-- BEGIN Provided data --

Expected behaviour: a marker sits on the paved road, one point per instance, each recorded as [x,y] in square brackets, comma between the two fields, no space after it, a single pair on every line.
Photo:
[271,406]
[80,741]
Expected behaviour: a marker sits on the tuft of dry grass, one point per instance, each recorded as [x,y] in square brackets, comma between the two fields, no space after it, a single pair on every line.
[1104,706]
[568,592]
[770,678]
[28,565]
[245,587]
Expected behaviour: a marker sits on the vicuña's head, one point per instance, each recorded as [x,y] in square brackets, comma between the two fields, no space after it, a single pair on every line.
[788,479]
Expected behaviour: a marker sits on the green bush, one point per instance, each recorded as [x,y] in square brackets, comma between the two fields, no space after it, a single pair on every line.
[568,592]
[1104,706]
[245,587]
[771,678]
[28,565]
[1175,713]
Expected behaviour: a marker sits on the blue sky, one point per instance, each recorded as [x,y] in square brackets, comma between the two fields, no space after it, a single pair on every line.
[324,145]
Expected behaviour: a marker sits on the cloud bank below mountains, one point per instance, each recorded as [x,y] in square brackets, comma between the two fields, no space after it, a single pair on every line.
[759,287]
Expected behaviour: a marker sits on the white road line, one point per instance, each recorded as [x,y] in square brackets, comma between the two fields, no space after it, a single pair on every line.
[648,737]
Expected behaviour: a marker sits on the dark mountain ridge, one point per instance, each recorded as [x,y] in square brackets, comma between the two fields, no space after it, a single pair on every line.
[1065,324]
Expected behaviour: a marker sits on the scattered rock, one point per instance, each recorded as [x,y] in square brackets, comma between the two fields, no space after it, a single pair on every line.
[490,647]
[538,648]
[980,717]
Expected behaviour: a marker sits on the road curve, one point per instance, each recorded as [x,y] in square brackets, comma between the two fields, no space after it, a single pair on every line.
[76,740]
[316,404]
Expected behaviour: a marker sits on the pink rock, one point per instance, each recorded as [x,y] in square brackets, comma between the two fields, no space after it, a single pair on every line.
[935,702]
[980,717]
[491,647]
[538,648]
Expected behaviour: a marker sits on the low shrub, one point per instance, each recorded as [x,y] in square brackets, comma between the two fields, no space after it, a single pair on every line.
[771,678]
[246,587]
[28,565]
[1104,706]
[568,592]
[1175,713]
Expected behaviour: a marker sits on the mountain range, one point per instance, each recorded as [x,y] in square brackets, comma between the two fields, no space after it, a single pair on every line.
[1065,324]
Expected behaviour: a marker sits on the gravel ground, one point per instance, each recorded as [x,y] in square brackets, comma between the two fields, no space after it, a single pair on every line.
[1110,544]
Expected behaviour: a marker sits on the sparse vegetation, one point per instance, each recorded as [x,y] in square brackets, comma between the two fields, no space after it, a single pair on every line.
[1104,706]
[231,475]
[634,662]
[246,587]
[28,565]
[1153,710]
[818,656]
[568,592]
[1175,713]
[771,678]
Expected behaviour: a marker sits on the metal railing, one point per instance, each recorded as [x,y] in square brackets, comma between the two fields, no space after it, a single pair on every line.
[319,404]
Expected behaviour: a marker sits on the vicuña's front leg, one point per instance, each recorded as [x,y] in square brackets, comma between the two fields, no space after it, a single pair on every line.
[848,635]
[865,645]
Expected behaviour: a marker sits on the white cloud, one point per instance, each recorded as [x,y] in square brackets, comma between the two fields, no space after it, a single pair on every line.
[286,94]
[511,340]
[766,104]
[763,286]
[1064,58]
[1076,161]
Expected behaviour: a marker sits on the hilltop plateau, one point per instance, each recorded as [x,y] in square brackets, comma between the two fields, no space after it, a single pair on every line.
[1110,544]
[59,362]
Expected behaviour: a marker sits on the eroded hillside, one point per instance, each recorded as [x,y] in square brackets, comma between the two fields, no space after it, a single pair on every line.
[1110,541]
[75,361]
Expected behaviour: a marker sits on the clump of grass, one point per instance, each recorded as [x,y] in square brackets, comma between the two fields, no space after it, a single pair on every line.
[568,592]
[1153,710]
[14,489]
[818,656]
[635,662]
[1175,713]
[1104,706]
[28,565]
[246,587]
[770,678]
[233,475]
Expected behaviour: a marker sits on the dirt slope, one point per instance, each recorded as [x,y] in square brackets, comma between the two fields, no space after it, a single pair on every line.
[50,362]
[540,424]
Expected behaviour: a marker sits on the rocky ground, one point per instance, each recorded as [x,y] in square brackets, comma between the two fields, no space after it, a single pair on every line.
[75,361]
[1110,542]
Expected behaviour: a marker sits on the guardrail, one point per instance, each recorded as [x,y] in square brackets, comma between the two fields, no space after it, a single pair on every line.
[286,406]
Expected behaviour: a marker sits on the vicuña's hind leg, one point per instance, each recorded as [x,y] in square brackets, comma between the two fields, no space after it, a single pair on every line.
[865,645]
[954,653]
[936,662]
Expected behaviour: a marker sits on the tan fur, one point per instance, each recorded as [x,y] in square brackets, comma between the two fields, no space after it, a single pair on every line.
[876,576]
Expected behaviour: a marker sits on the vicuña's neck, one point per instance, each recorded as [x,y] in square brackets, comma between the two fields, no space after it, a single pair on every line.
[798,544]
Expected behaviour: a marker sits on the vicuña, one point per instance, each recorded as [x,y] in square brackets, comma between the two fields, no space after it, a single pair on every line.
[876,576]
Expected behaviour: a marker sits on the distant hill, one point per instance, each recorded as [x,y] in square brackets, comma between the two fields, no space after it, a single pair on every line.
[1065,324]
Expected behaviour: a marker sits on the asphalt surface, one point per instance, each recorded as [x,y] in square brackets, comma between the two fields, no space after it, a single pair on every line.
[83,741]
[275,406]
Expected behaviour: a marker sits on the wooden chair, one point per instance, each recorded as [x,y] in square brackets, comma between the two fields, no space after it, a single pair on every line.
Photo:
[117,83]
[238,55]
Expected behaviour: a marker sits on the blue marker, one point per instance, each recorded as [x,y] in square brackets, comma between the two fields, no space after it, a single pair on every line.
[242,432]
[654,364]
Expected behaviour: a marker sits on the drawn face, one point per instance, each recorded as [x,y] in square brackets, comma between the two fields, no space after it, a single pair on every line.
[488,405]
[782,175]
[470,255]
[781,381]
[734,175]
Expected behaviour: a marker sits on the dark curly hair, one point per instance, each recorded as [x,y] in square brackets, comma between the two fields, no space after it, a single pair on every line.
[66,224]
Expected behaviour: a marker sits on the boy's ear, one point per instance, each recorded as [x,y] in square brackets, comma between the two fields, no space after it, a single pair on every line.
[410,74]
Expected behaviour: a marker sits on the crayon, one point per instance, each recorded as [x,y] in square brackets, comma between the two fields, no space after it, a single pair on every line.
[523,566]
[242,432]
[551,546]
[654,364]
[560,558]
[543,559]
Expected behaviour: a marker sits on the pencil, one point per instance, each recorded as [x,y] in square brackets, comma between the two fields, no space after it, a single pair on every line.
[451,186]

-- END Provided data --

Reproduce all of the records exactly.

[Complete response]
Expected behaviour: a marker sits on the paved road, one point per instance, each recorded as [x,y] in square brackets, comma between the two fields, no space after it, a single pair on every line.
Photo:
[271,406]
[80,741]
Expected behaviour: a marker sits on the tuft of dry grass, one point per instance, each recorded as [x,y] in square brackets, comma between the two fields, no space after it, a single pair on every line.
[1104,706]
[568,592]
[770,678]
[28,565]
[245,587]
Expected behaviour: a marker sits on the vicuña's head, one point per instance, each recorded as [x,y] in square brackets, comma between the two fields, no space after it, a single pair on every line.
[788,479]
Expected behaviour: a marker sits on the green bush, one point per instance, each recorded as [x,y] in square brackets, comma between the two fields, no space after it, a single pair on every line.
[568,592]
[1104,706]
[245,587]
[771,678]
[28,565]
[1175,713]
Expected behaviour: a marker sits on the blue sky, one point per instance, each recorded as [x,y] in square brackets, comma between the two fields, no space after it, a single pair on every line.
[324,145]
Expected behaviour: a marker sits on the cloud bank below mountains, one point per instance, each recorded as [x,y] in square brackets, comma between the two fields, no space after it, a single pair on every line.
[759,287]
Expected behaviour: a marker sits on the white road line, one point per instance, each recorded as [x,y] in square brackets, comma between the two fields, no space after it, a single pair on every line.
[648,737]
Expected behaviour: a marker sits on the dark mountain ridge, one point per instance, each recorded as [x,y] in square brackets, comma between the two fields, no space after it, a single pair on every line.
[1065,324]
Expected behaviour: a marker sits on the scattered rock, one point per instance, each recorded as [x,y] in square brackets, comma between the two fields, no space after it, a single pair on every line.
[490,647]
[538,648]
[980,717]
Expected behaviour: a marker sits on the road curve, one point per instance, each recorded as [x,y] in square brackets, comma between the two fields, no space after it, a single pair on every line.
[76,740]
[316,404]
Expected behaviour: a marker sits on the pink rock, one point per instance, each recorded as [x,y] in square brackets, comma between the two fields, no space after it, a single pair on every line.
[935,702]
[980,717]
[491,647]
[538,648]
Expected behaviour: a marker sits on the low shrub, one point per instance, each recorded as [x,y] in square brackets, comma between the two fields, no space after it, a single pair on every line.
[771,678]
[246,587]
[28,565]
[1104,706]
[568,592]
[1175,713]
Expected behaviour: a marker sits on the mountain range, one point per instance, each recorded as [x,y] in square brackets, comma between the two fields, no space after it, a single pair on every line.
[1065,324]
Expected behaviour: a marker sits on the gravel ground, one point per instance, each recorded as [x,y] in square brackets, comma between the two fields, no space after it, a single pair on every line.
[1110,544]
Expected behaviour: a marker sits on the sparse vegetation, one point per instance, each recorded as [x,y] in square brackets, comma between the two fields, no space after it, a single pair on every line.
[1104,706]
[231,475]
[634,662]
[246,587]
[28,565]
[1153,710]
[818,656]
[568,592]
[1175,713]
[771,678]
Expected behaviour: a marker sits on the metal railing, one point per instance, each recorded as [x,y] in square brackets, comma between the two fields, no space after it, a single pair on every line.
[319,404]
Expected behaviour: a marker sits on the vicuña's front leg, one point per instance, each recorded as [x,y] in square brackets, comma between the two fields, no space after it, a single pair on every line.
[848,635]
[865,645]
Expected behaviour: a marker sits on the white cloud, one point per instance, each recorded as [x,y] in square brackets, comma between the two fields, no space after it, a single pair on every line.
[286,94]
[511,340]
[766,104]
[763,286]
[1064,58]
[1076,161]
Expected behaviour: a marker sits on the hilltop plateau, one point per instance, each recorded as [x,y] in square brackets, comma between the two fields, no space after it, a single pair on every line.
[1110,544]
[59,362]
Expected behaviour: a marker sits on the eroded hillside, one point per instance, each recorded as [x,y] in square brackets, comma between the two fields, no space after it, a single pair on every line.
[1110,541]
[75,361]
Expected behaviour: a marker sits on the clump of grass, one point per instance, each recorded as [x,y] in square brackets, comma between the two fields, no space after it, a single pair on every line.
[568,592]
[1153,710]
[14,489]
[818,656]
[635,662]
[1175,713]
[1104,706]
[28,565]
[246,587]
[770,678]
[233,475]
Expected behaviour: a marker sits on the dirt slope, one point per instance, each recorded as [x,y] in square brackets, comma between the two fields, no space after it, a single pair on every line.
[50,362]
[540,424]
Expected behaviour: a marker sits on the rocky ground, one point per instance, each recorded as [x,y] in square brackets, comma between the two fields, no space after it, a single pair on every line.
[75,361]
[1110,542]
Expected behaviour: a marker sits on the guardrail, one point per instance, each recorded as [x,y] in square brackets, comma between the two fields, no space after it, a single pair on every line.
[286,406]
Expected behaviour: a marker sits on the vicuña's hind leg, one point per instance, each recorded as [x,y] in square brackets, comma between the two fields, no space after it, a single pair on every line.
[865,645]
[954,653]
[936,662]
Expected behaviour: a marker sits on the tan fur, one point per instance, each recorded as [x,y] in square brackets, comma between the two fields, no space after it, a single pair on every line.
[876,576]
Expected behaviour: a marker sits on the vicuña's neck, one point per instance, each recorded as [x,y] in square brackets, comma between the two fields, no space after it, a single pair on every line.
[798,544]
Expected behaviour: a marker sits on the vicuña, one point per instance, each recorded as [x,y] in square brackets, comma between the two fields, no space after it, a single pair on every line.
[876,576]
Expected behaviour: a marker sits on the distant hill, one point per instance, each recorded as [x,y] in square brackets, comma between the two fields, no space after it, a single pair on every line.
[1065,324]
Expected behaviour: a marker sits on the asphalt surface, one point per instance, each recorded as [x,y] in square brackets, comma between the two fields, no space after it, a single pair on every line.
[83,741]
[275,406]
Expected behaviour: a marker sits on the wooden chair, one point per instance, each recorded as [x,y] in square brackets, comma between the two fields, no space after it, a single pair on every line.
Photo:
[117,83]
[238,55]
Expected behaviour: a marker sits on the blue marker, one point per instance, each recorded as [x,y] in square brackets, comma between the two fields, no space after it, a single pair on every line.
[242,432]
[654,364]
Expected behaviour: a marker sits on the drawn face, one point per instance, each recorded as [x,y] in square brackets, comma between the two fields, no space after it, a single pair on every line.
[488,405]
[782,175]
[470,255]
[781,381]
[734,175]
Expected behaviour: a marker sits on the dark curly hair, one point per instance, each recorded as [x,y] in square brackets, comma between the two fields, no space after it, a single pair on every line.
[66,224]
Expected behaviour: a marker sits on the boy's ear, one point per instance, each recorded as [x,y] in square brackets, comma between the two fields, no space after it, a single pair on every line.
[410,74]
Expected behaviour: a marker sits on the crayon, one point per instance, each recorded as [x,y] in square brackets, comma between the two fields, no space after it, a single pair on every line.
[523,566]
[242,432]
[551,546]
[654,364]
[560,558]
[543,559]
Expected behaviour: a marker sits on the pencil, one point per instance, each recorded as [x,y] in square brackets, comma between the two fields, no space after it, a single pair on every line.
[451,186]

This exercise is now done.